--- Start Reading text ---

Robust timing closure in scan shift using sequential gates

31 May 2011

Figure 1
Figure 1

SOCs use scan structures to detect manufacturing faults in design, but the scan chains are prone to failure too, as Amol Agarwal and Abhishek Mahajan report

All modern day SOCs use scan structures to detect any manufacturing faults in design. Scan chains designed for testing, connect sequential elements of chip in serial order.

Due to absence of combinational logic between the scan elements, these scan chains are prone to hold failures. Moreover in sub-90 nm technologies, the OCV ( On Chip Variation ) has huge impact on timing margins. So unless design is timing signed off across multiple corners, there is a high chance of hold failures, especially in hold critical paths like scan chains.

These hold failures make the chip unusable in real applications (even though chip may be fully operational in functional scenario), and if found on silicon will lead to yield loss and hence potentially huge revenue loss to design companies. So we need to design a robust scan structure to tackle the above problems.

In this article we will start with quick revision of timing basics of flops and latches before going on to discuss scan chains and associated timing closure challenges with them. We will then explain the use of latches and flops in scan chains to create robust scan structure that will be immune to timing failures in sub-90 nm technologies. We will cover best possible solution to meet timing requirements for all possible combinations of sequential elements in scan chain.

Quick Re-cap of Set-up/Hold timing

Flip-Flops and Latches are the two basic building blocks of a sequential circuit. A flip-flop changes its state at the active edge (positive or negative) of the clock pulse applied. The flop simply retains its output when there is no active clock edge.

On the other hand, the latch is a level sensitive device which continuously samples its input and correspondingly changes its output on active pulse level (positive or negative) of some enable signal. A flip-flop has master slave configuration having two latches in cascade working on opposite active level. A flip flop area is almost twice the latch area

In order to design synchronous designs, we need to ensure that output of flops/latches is not metastable. This can be ensured by meeting setup and hold checks in design

In a flop 1-1 is hold check while 1-3 is setup check (Fig1) for single cycle operation. We need to make sure that data launched by flop1 is captured by flop2 before the next active edge. At the same time we need to make sure that data launched by flop1 is not captured by flop2 on the same active edge.

In the case of second flop being negative edge triggered, setup check will be 1-2 (Fig2) while hold check will be on the previous negative edge (Fig2). This means that data launched by flop1 should not be captured by the previous falling edge of flop2. This in real time is not possible unless we have clock skew more than the half cycle.

--- End Reading text ---
--- Start Data in this exercise ---

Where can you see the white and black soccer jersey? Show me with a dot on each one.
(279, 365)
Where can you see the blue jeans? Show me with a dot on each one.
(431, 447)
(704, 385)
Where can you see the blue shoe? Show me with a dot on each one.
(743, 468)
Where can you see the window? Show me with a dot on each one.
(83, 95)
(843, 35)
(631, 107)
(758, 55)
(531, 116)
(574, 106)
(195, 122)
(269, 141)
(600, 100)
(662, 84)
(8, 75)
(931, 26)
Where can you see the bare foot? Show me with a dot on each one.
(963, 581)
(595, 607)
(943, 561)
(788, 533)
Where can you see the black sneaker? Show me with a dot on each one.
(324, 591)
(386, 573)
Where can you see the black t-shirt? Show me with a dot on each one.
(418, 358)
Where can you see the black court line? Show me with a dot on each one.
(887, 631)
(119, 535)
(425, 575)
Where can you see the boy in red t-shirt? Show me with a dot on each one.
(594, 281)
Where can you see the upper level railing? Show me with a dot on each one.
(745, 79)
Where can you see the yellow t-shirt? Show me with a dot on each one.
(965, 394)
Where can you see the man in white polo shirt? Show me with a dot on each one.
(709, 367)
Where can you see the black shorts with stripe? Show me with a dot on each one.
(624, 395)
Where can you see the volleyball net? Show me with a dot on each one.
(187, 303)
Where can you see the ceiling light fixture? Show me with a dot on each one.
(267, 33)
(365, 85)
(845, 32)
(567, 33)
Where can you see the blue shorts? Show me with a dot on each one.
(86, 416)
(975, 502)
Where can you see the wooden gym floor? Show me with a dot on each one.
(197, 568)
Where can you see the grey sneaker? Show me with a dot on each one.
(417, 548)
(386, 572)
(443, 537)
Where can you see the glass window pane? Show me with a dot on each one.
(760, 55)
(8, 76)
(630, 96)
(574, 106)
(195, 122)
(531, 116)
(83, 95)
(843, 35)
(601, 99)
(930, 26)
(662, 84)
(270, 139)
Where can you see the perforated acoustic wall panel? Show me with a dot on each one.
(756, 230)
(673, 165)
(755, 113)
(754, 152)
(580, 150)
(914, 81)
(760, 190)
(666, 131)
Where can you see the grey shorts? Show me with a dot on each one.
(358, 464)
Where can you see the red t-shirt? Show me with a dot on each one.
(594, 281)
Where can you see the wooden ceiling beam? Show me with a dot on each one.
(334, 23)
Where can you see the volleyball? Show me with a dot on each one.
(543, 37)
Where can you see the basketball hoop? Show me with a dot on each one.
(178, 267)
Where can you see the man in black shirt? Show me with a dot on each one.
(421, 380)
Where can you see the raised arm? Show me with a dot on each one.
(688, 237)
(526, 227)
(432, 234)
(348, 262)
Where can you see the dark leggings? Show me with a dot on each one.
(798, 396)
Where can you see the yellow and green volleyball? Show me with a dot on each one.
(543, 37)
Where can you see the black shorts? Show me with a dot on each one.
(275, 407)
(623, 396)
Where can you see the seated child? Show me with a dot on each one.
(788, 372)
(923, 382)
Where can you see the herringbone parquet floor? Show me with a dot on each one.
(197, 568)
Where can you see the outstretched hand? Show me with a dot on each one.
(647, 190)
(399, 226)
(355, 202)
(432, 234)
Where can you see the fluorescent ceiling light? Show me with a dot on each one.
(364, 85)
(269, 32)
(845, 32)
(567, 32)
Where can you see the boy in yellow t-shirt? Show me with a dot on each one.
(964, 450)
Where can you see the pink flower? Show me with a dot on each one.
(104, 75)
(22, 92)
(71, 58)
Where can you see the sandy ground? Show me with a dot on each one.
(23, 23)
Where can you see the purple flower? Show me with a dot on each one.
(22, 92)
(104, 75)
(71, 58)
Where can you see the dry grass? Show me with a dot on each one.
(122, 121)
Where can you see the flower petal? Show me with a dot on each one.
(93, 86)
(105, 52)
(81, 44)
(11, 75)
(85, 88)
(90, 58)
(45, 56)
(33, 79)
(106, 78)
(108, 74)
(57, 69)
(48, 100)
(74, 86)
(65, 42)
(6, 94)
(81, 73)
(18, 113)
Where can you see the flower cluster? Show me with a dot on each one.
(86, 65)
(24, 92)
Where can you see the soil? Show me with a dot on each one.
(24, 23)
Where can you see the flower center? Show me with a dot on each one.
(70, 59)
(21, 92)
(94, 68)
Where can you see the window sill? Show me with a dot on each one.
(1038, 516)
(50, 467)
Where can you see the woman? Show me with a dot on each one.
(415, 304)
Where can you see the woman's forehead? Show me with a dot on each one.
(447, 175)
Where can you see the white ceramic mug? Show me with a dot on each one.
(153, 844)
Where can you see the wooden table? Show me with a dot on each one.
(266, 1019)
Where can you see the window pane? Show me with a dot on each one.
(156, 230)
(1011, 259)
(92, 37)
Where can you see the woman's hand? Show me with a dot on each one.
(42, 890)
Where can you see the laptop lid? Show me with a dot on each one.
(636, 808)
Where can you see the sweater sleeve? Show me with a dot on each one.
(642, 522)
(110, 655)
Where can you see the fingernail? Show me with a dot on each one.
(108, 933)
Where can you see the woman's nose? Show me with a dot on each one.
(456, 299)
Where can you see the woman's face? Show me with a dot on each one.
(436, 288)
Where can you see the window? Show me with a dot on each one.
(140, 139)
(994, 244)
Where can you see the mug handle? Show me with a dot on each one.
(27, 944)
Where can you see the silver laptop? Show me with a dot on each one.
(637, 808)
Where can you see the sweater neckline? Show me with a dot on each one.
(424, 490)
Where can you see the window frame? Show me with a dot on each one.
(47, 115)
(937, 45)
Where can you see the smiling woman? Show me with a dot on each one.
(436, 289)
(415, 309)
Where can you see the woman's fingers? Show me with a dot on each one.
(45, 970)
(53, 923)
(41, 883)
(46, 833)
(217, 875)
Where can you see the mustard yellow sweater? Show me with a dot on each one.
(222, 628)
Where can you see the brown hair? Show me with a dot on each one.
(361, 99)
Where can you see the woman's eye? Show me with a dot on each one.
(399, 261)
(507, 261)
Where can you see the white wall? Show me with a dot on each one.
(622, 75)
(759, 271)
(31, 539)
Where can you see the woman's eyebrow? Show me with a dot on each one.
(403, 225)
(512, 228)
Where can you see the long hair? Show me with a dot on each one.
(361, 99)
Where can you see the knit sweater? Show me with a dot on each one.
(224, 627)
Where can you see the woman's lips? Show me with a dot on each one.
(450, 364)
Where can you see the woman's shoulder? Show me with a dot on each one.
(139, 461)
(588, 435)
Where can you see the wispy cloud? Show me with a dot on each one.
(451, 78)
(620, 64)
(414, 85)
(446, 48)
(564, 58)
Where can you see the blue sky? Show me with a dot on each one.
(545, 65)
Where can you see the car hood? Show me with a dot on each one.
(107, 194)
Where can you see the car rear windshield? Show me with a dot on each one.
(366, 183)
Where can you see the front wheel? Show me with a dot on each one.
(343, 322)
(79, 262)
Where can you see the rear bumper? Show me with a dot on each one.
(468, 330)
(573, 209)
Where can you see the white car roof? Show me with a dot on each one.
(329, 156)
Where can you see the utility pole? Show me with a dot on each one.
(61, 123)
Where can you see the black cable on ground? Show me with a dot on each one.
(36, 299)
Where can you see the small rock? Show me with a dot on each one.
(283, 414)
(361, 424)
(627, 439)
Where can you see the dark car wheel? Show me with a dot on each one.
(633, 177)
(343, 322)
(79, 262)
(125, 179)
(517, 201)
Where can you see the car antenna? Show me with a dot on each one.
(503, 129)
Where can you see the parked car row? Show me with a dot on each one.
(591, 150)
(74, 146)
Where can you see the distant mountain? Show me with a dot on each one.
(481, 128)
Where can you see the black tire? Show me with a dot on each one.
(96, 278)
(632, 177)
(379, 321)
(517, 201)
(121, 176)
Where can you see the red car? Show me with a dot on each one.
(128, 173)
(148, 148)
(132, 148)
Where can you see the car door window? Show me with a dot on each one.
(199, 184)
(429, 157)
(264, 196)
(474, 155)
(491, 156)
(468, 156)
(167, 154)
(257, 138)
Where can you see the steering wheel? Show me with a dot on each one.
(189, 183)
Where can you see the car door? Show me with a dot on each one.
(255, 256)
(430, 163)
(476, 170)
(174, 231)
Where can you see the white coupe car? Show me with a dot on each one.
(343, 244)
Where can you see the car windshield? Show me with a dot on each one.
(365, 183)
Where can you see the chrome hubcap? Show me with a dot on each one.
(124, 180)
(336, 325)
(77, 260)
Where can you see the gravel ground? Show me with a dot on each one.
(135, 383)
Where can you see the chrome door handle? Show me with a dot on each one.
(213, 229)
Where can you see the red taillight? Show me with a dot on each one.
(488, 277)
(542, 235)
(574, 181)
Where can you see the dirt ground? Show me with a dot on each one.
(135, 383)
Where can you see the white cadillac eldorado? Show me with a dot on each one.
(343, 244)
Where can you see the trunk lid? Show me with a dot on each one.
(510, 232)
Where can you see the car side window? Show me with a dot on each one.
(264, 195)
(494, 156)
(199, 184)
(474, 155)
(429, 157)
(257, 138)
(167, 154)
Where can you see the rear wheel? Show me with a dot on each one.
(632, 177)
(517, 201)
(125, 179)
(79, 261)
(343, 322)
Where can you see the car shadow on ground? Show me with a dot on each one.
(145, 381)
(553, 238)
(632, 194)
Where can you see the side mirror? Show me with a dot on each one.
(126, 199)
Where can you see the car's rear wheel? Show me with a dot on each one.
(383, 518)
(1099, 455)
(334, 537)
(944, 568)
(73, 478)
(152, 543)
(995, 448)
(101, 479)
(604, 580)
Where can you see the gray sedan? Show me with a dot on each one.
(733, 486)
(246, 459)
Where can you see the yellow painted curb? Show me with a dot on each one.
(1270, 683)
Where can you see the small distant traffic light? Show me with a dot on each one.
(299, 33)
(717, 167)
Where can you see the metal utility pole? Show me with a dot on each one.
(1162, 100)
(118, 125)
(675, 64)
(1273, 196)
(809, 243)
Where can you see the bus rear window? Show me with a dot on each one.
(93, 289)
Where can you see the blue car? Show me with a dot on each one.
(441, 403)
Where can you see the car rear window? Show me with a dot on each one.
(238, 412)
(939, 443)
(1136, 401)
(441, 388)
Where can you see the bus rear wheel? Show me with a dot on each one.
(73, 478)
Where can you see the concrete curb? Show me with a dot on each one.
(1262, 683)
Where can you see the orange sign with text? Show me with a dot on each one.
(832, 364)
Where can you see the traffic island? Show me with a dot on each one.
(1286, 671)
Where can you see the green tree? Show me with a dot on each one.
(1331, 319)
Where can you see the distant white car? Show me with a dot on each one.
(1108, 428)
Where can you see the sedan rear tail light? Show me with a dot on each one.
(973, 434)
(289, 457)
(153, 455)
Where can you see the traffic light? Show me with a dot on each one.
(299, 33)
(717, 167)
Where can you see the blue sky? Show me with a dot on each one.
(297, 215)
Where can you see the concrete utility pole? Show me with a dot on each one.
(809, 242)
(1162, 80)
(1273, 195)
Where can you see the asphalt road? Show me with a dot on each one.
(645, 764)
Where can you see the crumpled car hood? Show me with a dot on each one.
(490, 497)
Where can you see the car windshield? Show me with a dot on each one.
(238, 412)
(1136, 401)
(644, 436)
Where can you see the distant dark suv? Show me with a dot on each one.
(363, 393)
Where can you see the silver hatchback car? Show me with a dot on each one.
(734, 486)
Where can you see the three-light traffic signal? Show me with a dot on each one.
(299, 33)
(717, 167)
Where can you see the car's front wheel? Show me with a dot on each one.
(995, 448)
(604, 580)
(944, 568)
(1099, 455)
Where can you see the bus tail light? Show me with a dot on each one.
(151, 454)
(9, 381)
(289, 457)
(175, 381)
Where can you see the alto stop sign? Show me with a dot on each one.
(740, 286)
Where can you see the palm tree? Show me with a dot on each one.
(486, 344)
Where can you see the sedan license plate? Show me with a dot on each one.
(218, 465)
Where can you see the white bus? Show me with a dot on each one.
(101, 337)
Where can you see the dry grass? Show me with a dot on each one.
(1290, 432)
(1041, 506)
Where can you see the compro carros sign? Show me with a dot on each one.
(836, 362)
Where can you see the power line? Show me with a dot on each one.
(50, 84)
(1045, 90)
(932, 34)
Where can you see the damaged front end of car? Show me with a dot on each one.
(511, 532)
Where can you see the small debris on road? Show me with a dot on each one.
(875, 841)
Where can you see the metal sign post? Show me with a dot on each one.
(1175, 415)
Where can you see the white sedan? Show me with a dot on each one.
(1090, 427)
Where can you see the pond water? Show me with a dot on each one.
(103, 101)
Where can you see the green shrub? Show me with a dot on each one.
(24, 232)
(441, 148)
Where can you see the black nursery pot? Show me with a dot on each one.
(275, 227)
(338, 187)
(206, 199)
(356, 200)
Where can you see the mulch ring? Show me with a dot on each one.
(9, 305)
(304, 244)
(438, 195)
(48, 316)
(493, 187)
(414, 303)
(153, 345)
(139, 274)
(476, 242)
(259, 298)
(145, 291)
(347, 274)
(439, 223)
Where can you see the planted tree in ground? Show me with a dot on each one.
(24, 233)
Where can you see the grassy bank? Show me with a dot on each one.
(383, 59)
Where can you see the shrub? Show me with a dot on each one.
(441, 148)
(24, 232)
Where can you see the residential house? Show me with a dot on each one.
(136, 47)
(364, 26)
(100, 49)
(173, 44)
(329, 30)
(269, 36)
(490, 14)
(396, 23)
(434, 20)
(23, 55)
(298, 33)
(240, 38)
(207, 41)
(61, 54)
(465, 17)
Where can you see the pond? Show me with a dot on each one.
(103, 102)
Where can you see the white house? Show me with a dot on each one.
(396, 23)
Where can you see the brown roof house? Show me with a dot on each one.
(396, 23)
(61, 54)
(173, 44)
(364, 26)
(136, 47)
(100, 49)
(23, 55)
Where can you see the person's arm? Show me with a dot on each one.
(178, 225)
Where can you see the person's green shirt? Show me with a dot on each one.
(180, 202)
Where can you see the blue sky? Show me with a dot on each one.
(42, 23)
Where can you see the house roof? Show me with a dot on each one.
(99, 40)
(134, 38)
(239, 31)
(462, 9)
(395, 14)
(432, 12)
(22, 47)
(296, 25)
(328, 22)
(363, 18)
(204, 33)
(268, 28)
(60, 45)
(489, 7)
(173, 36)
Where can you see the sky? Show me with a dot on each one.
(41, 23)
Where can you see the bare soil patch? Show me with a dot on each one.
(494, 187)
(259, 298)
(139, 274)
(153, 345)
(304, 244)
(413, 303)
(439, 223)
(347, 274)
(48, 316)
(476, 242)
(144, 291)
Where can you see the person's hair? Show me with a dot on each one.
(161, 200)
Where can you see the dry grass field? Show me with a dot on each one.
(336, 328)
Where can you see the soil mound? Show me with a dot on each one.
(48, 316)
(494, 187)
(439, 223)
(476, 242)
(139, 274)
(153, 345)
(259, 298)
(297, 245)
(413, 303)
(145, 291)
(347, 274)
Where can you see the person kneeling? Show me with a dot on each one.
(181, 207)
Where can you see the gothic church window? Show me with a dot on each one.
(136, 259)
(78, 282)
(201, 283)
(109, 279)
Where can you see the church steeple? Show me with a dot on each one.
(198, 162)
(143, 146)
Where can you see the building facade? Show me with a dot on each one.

--- End Data in this exercise ---

Requests
1) In the records, from the line with "Where can you see the side" to the line with "(1273, 195)", substitute "telephone pole" for "utility pole" and write those lines out again with everything else unchanged.
2) Continue the article on timing closure in scan chains from the point where it stops.

Answers to each task
1)
Where can you see the side mirror? Show me with a dot on each one.
(126, 199)
Where can you see the car's rear wheel? Show me with a dot on each one.
(383, 518)
(1099, 455)
(334, 537)
(944, 568)
(73, 478)
(152, 543)
(995, 448)
(101, 479)
(604, 580)
Where can you see the gray sedan? Show me with a dot on each one.
(733, 486)
(246, 459)
Where can you see the yellow painted curb? Show me with a dot on each one.
(1270, 683)
Where can you see the small distant traffic light? Show me with a dot on each one.
(299, 33)
(717, 167)
Where can you see the metal telephone pole? Show me with a dot on each one.
(1162, 100)
(118, 125)
(675, 64)
(1273, 196)
(809, 243)
Where can you see the bus rear window? Show me with a dot on each one.
(93, 289)
Where can you see the blue car? Show me with a dot on each one.
(441, 403)
Where can you see the car rear window? Show me with a dot on each one.
(238, 412)
(939, 443)
(1136, 401)
(441, 388)
Where can you see the bus rear wheel? Show me with a dot on each one.
(73, 478)
Where can you see the concrete curb? Show me with a dot on each one.
(1262, 683)
Where can you see the orange sign with text? Show me with a dot on each one.
(832, 364)
Where can you see the traffic island? Show me with a dot on each one.
(1286, 671)
Where can you see the green tree? Show me with a dot on each one.
(1331, 319)
Where can you see the distant white car? Show me with a dot on each one.
(1108, 428)
Where can you see the sedan rear tail light? Show me with a dot on each one.
(973, 434)
(289, 457)
(153, 455)
Where can you see the traffic light? Show me with a dot on each one.
(299, 33)
(717, 167)
Where can you see the blue sky? Show me with a dot on each one.
(297, 215)
Where can you see the concrete telephone pole? Show me with a dot on each one.
(809, 242)
(1162, 80)
(1273, 195)

2)
Thus in a positive-positive or negative-negative flop pair, setup check is by default one cycle and hold check is zero cycle While in positive-negative or negative-positive flop pairs, setup check is by default half cycle and hold check is half cycle backwards. Let’s hold the concept of timing checks in latch for time being.

Scan Chains

Scan chains are used in SOCs to do testing. All registers of design are connected in serial order and stimulus is provided from outside chip and then output is observed through shifting out these chains to detect any stuck-at/transition failure.

Modern day SOCs are quite complex and have multiple clock domains in a single chip. While scan stitching a design after logical synthesis, care is generally taken to stitch flops having same clock structure in same scan chain. But due to limited availability of scan input/output ports available at top level, mixing of registers across different clock domains is inevitable.

Figure 2
Figure 2

Having scan chains of unbalanced length is also not a good idea because of the increase in overall test time, so this scan structure leads to timing closure problems in later stages of design.

Since scan shifting is done at slower frequency and there is minimal logic if any between flop pairs, setup closure is not a problem.

However these paths are very hold critical because of minimal logic and due to skew present between a pair of flops.

As discussed above, since flops from different domains are mixed in a scan chain, there are many cases where there is huge skew between launch and capture flops.

Many of the marginal hold violations can pop up during later stages of design due to noise effects and this can lead to hold buffering in otherwise stable or closed design which can cause design goes haywire.

Much worse could be the fact that our derate margins may not be sufficient and we can see hold failures on silicon only.

This could be the case if an uncommon clock path is huge and actual variation on silicon is higher than the estimated variation.

As we go further in sub 90 CMOS technologies, variation effects are getting more and more dominant and can result in a lot of hold violations on silicon. Any hold failure in scan shift path has severe consequences.

It requires lot of debugging and time to detect failing chain on silicon. The situation worsens when we have compression logic for scan as well. Even after detecting failing chain, we need to block it, leading to reduced test coverage. In short hold failure in scan chain is very risky and the design must be robust enough to take care of these uncertainties.

There are methodologies like scan chain reordering to rearrange the scan chains depending upon spatial location of registers. These techniques are quite handy and the designer must explore them as well, but as discussed above there exists cases where scan chain crossing between two clock domains is unavoidable.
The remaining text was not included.